(EXERCISE TEXT)

It is possible that Judas Iscariot was a disappointed nationalist.

Let us proceed : “When they heard he was alive they believed not,” ” They went and told the residue; neither believed they them,” ” Their words seemed to them as idle tales.”

And, finally, the depth of disappointment : “I go a-fishing . . . We also go with thee.”

But something happened ! Some tremendous event forced itself upon their mentality ! As we all know, we require very substantial evidence of a matter be­fore we completely change our attitude with regard to it. What do we find with the disciples ?

For depression Exaltation ! In place of gloom Joy ! Instead of being disappointed and disgruntled Full of Zeal !

What was the tremendous event that occasioned this change ?

The resurrection of Jesus Christ !

(End EXERCISE TEXT)
(DATA PROVIDED)

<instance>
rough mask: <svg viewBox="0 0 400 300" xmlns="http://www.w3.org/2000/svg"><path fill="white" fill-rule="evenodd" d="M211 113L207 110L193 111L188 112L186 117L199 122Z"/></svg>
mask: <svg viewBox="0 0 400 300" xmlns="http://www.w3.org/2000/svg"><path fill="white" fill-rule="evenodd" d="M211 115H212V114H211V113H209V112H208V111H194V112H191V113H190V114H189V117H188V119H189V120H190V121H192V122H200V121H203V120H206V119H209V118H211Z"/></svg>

(End DATA PROVIDED)

== YOUR GOAL ==
Extend the passage above on the disciples' turn from gloom to zeal after the resurrection, picking up right after its final sentence.

== ANSWER SECTION ==
“And they went and preached everywhere,” “and the disciples were filled with joy,” ” witness of his resurrection,” ” whereof we all are witnesses,” “we cannot but speak the things which we have seen and heard,” “that which we have seen and heard and our hands have handled declare we unto you,” “with great power gave the apostles witness of the resurrection of Jesus Christ,” “so mightily grew the word of God and prevailed.”

Look at this testimony : ” Hath begotten us again unto a lively hope by the resurrection of Jesus Christ.”

“Rejoicing that they were counted worthy to suffer shame for his name,” “men that have hazarded their lives for the name of the Lord Jesus,” “for the work of Christ he was nigh unto death,” “I am ready to die for the name of the Lord Jesus.”

Well might the great Frenchman Pascal say : “I readily believe those stories whose witnesses get their throats cut ! “

“The Apostle Paul”

Now I want you to think about Paul of Tarsus. A real conservative. A real orthodox die-hard !

Look at his social position : He tells us he was “a Hebrew,” “a Roman,” “a Pharisee, the son of a Pharisee,” “a citizen of no mean city,” ” free born,” “brought up at the feet of Gamaliel.” “All the Jews knew his manner of life from his youth in Jerusalem.” We are told that “the chief of the people in Ephesus were his friends.”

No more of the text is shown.